Records contained in a dataset:
[Start of Attachment]
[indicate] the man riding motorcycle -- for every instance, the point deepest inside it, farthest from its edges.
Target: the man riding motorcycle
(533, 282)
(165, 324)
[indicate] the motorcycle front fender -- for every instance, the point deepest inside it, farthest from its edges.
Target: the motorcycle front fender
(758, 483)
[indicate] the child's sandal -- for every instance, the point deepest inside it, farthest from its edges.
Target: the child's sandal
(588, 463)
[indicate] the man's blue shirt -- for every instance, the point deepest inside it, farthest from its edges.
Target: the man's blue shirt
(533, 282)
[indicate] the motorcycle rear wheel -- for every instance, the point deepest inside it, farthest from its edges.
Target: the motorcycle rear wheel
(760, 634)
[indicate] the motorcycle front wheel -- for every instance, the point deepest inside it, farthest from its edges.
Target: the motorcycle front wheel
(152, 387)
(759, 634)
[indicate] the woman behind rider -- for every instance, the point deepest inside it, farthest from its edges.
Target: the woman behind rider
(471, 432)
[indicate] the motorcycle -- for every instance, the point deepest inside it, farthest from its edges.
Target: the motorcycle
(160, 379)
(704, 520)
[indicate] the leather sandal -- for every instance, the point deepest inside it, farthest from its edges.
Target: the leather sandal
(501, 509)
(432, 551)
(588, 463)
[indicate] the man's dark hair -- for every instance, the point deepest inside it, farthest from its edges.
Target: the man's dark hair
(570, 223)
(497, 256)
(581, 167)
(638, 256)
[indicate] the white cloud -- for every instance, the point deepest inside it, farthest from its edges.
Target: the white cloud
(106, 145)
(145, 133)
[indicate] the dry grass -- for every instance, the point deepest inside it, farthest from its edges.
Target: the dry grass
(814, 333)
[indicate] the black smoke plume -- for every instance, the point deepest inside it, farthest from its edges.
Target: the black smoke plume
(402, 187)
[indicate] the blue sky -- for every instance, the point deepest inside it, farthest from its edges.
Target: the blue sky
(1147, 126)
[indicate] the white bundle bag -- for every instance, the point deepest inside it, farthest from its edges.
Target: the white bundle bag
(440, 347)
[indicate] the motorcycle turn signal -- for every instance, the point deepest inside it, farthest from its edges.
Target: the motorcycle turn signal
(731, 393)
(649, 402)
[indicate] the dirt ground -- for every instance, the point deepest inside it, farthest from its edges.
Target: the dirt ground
[End of Attachment]
Your goal
From the line holding "[indicate] the motorcycle turn" down to the last line of the records above, restate each line exactly as written.

Exercise answer
[indicate] the motorcycle turn signal -- for every instance, the point deepest inside it, farthest from its edges.
Target: the motorcycle turn signal
(731, 393)
(649, 402)
[indicate] the dirt ground -- for every instance, the point deepest inside it, farthest from its edges.
Target: the dirt ground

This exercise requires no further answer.